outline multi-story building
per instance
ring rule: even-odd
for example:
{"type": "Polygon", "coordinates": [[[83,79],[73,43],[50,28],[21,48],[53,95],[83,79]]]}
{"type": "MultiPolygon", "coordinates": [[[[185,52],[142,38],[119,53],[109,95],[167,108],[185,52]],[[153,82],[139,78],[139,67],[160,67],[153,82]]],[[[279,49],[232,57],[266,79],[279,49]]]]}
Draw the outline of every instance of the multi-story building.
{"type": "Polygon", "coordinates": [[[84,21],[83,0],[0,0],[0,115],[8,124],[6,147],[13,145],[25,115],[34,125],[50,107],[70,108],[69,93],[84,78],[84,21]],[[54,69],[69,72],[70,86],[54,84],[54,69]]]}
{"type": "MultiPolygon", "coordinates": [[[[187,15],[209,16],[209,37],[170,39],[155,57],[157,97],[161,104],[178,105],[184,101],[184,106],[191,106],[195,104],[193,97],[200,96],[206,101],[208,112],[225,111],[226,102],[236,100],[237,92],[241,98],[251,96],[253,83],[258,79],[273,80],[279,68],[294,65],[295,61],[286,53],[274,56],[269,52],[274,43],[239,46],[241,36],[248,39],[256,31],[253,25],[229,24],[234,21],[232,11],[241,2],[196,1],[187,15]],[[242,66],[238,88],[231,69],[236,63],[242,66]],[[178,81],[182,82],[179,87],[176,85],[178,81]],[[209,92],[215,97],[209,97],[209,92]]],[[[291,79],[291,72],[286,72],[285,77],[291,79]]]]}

WRITTEN EXERCISE: Duplicate the listing above line for line, without changing anything.

SOLUTION TO THE PROBLEM:
outline multi-story building
per instance
ring rule: even-odd
for example:
{"type": "Polygon", "coordinates": [[[83,79],[73,43],[50,28],[21,48],[53,95],[83,79]]]}
{"type": "MultiPolygon", "coordinates": [[[[185,52],[142,38],[119,53],[109,95],[167,108],[185,52]],[[153,82],[139,78],[139,67],[160,67],[153,82]]],[[[279,49],[232,57],[266,79],[279,49]]]]}
Draw the outline of every instance of the multi-story building.
{"type": "Polygon", "coordinates": [[[84,21],[83,0],[0,0],[0,115],[8,124],[6,147],[13,145],[25,115],[34,125],[50,107],[70,108],[69,93],[84,78],[84,21]],[[54,69],[69,72],[70,86],[54,84],[54,69]]]}
{"type": "MultiPolygon", "coordinates": [[[[187,15],[209,16],[209,37],[170,39],[155,57],[157,97],[161,104],[178,105],[184,101],[184,106],[191,106],[195,104],[193,97],[200,96],[206,101],[208,112],[225,111],[226,102],[236,100],[237,92],[241,98],[251,96],[253,83],[258,79],[273,80],[279,68],[294,65],[295,61],[286,53],[274,56],[269,52],[274,43],[239,46],[241,36],[248,39],[256,31],[253,25],[229,24],[234,21],[232,11],[241,2],[196,1],[187,15]],[[242,66],[238,88],[231,69],[236,63],[242,66]],[[178,81],[182,82],[179,87],[176,85],[178,81]],[[209,92],[215,97],[209,97],[209,92]]],[[[291,79],[291,72],[286,72],[285,77],[291,79]]]]}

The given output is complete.